== GIVEN INFORMATION ==
--- start ---

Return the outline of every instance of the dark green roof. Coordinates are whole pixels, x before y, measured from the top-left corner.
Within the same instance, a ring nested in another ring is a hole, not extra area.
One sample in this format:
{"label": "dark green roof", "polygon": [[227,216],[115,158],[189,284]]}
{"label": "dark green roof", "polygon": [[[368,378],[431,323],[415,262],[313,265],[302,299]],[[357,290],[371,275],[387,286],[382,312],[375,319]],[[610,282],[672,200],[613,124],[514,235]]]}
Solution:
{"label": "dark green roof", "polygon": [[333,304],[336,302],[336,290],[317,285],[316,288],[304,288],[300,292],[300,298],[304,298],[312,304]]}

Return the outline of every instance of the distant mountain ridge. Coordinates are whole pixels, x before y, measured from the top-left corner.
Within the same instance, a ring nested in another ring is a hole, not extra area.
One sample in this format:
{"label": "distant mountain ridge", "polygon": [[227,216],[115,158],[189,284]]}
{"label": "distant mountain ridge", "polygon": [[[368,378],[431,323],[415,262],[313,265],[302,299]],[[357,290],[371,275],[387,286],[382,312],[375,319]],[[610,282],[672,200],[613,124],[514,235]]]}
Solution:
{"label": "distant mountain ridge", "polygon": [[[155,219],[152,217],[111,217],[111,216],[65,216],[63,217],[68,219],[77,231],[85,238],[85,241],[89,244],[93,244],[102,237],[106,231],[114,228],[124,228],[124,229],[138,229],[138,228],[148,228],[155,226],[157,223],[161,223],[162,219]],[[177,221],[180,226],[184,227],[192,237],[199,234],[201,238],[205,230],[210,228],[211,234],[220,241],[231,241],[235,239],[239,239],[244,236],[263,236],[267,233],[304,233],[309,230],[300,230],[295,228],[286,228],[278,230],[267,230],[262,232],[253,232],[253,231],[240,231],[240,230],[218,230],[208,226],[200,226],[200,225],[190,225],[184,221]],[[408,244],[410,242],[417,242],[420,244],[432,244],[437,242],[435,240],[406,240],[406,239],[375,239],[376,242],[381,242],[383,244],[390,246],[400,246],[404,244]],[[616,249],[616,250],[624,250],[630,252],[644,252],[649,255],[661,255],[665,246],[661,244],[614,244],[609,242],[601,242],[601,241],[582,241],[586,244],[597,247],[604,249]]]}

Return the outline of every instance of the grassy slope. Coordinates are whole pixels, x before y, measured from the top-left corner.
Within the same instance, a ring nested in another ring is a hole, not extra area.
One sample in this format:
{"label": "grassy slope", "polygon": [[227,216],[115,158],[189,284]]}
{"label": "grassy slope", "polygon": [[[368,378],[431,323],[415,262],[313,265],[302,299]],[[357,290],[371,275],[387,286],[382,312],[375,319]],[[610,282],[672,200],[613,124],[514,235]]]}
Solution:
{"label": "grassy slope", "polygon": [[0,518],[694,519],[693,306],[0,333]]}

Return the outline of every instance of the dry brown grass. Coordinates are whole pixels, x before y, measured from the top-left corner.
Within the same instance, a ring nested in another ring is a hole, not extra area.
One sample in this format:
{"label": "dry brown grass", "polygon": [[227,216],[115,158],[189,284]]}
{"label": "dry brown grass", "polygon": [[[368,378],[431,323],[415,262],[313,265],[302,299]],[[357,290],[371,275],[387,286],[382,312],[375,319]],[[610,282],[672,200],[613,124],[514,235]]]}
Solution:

--- end ---

== REQUIREMENTS ==
Repeat every line of the data, exactly and in full.

== SOLUTION ==
Return the outline of every instance of the dark green roof. Coordinates are whole pixels, x before y, measured from the top-left corner.
Within the same instance, a ring nested in another ring is a hole, not extra area.
One sample in this format:
{"label": "dark green roof", "polygon": [[227,216],[115,158],[189,284]]}
{"label": "dark green roof", "polygon": [[[368,378],[431,323],[415,262],[313,265],[302,299]],[[357,290],[371,275],[387,286],[382,312],[375,319]],[[610,282],[672,200],[613,124],[514,235]]]}
Solution:
{"label": "dark green roof", "polygon": [[333,304],[336,302],[336,290],[317,285],[316,288],[304,288],[300,292],[300,298],[304,298],[312,304]]}

Return the outline of every instance of the distant mountain ridge. Coordinates are whole pixels, x before y, measured from the top-left corner.
Within the same instance, a ring nested in another ring is a hole, not extra area.
One sample in this format:
{"label": "distant mountain ridge", "polygon": [[227,216],[115,158],[189,284]]}
{"label": "distant mountain ridge", "polygon": [[[368,378],[431,323],[415,262],[313,265],[302,299]],[[357,290],[371,275],[387,286],[382,312],[375,319]],[[610,282],[672,200],[613,124],[514,235]]]}
Solution:
{"label": "distant mountain ridge", "polygon": [[[155,219],[152,217],[111,217],[111,216],[65,216],[63,217],[68,219],[77,231],[85,238],[85,241],[89,244],[93,244],[102,237],[106,231],[114,228],[124,228],[124,229],[138,229],[138,228],[148,228],[155,226],[157,223],[161,223],[162,219]],[[177,221],[180,226],[184,227],[192,237],[199,234],[201,238],[205,230],[210,228],[211,234],[220,241],[231,241],[235,239],[239,239],[244,236],[263,236],[267,233],[304,233],[309,230],[300,230],[295,228],[286,228],[278,230],[267,230],[262,232],[253,232],[253,231],[240,231],[240,230],[218,230],[208,226],[200,226],[200,225],[190,225],[184,221]],[[408,244],[410,242],[417,242],[420,244],[432,244],[437,242],[435,240],[406,240],[406,239],[375,239],[376,242],[381,242],[383,244],[390,246],[400,246],[404,244]],[[616,249],[616,250],[624,250],[630,252],[644,252],[649,255],[661,255],[665,246],[661,244],[614,244],[609,242],[601,242],[601,241],[582,241],[586,244],[597,247],[604,249]]]}

Return the outline of every instance of the grassy slope. Coordinates are whole pixels, x before y, measured from the top-left corner.
Within the same instance, a ring nested in another ring is a hole, not extra area.
One sample in this format:
{"label": "grassy slope", "polygon": [[227,216],[115,158],[189,284]]}
{"label": "grassy slope", "polygon": [[[368,378],[431,323],[415,262],[313,265],[302,299]],[[357,290],[371,275],[387,286],[382,312],[375,319]],[[610,282],[672,200],[613,124],[514,235]]]}
Solution:
{"label": "grassy slope", "polygon": [[0,518],[694,519],[693,306],[0,333]]}

Return the outline of every instance of the dry brown grass. Coordinates are whole pixels, x before y, measured from the top-left corner.
Within the same instance, a ring nested in another ring is a hole, not extra area.
One sample in this format:
{"label": "dry brown grass", "polygon": [[227,216],[115,158],[189,284]]}
{"label": "dry brown grass", "polygon": [[[368,378],[431,323],[415,262],[313,265],[302,299]],[[357,290],[371,275],[387,286],[382,312],[375,319]],[[610,282],[672,200],[613,124],[514,235]]]}
Solution:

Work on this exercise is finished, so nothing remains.